→ **The task**: Transcribe the passage on DNS routing and email performance word for word, beginning at the words "So we had that" and stopping after "at the data.".

→ **Selected passage**:
********************

When European clients traverse the web through US west coast DNS to retrieve their emails, their connection performance took a nosedive.

Experiment

In order to show how this degrades performance, we configured the same situation and checked the end-user experience with our Robot Users.

We configured the Robot User to force an IP address resolve in the US, then send the traffic back to EMEA, to where it would be sent back to the US again before finally being sent to Microsoft.

So we had that Robot User on the test we did previously on the headquarters entry point in order to see how bad it would impact the results.

Let’s take a look at the data.

Findings

You can see here the results with the yellow Robot.

img10.jpg

The average time for any action is much worse than the others; the number of spikes that lead to potential tickets is a lot higher than any of the 3 other Robot Users that we configured earlier.

The more distance you put between your user and the Microsoft tenant the more impactful performance issues you will experience.

********************

→ **Records shown**:
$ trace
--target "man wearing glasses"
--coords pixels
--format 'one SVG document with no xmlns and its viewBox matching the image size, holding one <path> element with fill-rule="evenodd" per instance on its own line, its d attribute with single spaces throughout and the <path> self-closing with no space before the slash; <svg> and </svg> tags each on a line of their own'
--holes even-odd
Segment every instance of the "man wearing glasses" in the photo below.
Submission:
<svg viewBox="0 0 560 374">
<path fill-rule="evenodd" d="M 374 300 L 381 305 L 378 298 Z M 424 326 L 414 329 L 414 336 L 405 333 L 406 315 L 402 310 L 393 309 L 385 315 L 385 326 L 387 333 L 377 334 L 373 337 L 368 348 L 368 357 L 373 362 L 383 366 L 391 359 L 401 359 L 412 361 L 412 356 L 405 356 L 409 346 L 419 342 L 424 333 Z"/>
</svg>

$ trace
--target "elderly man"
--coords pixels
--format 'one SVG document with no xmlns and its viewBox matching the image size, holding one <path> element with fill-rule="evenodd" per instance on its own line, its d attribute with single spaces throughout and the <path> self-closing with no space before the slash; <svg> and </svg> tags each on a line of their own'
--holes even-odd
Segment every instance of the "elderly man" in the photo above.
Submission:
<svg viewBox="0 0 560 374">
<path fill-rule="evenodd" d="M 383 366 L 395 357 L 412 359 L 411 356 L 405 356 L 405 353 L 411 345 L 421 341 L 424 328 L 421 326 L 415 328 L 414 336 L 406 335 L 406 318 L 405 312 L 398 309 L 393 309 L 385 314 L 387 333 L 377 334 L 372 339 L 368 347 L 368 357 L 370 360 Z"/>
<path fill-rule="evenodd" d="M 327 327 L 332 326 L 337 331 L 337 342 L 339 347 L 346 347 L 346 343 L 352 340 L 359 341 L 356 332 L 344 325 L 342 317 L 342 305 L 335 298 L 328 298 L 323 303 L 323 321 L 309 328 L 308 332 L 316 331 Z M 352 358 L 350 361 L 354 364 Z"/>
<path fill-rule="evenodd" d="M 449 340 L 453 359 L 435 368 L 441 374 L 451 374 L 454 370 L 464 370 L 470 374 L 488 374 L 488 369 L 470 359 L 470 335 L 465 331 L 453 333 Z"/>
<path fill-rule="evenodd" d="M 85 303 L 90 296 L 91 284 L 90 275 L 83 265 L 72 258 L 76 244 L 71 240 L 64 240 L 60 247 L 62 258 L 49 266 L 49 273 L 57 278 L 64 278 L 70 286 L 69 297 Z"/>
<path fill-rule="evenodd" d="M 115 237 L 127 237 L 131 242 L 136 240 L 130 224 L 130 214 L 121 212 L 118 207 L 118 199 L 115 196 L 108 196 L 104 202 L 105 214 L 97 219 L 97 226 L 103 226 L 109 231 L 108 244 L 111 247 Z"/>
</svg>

********************

→ **Response**:
So we had that Robot User on the test we did previously on the headquarters entry point in order to see how bad it would impact the results.

Let’s take a look at the data.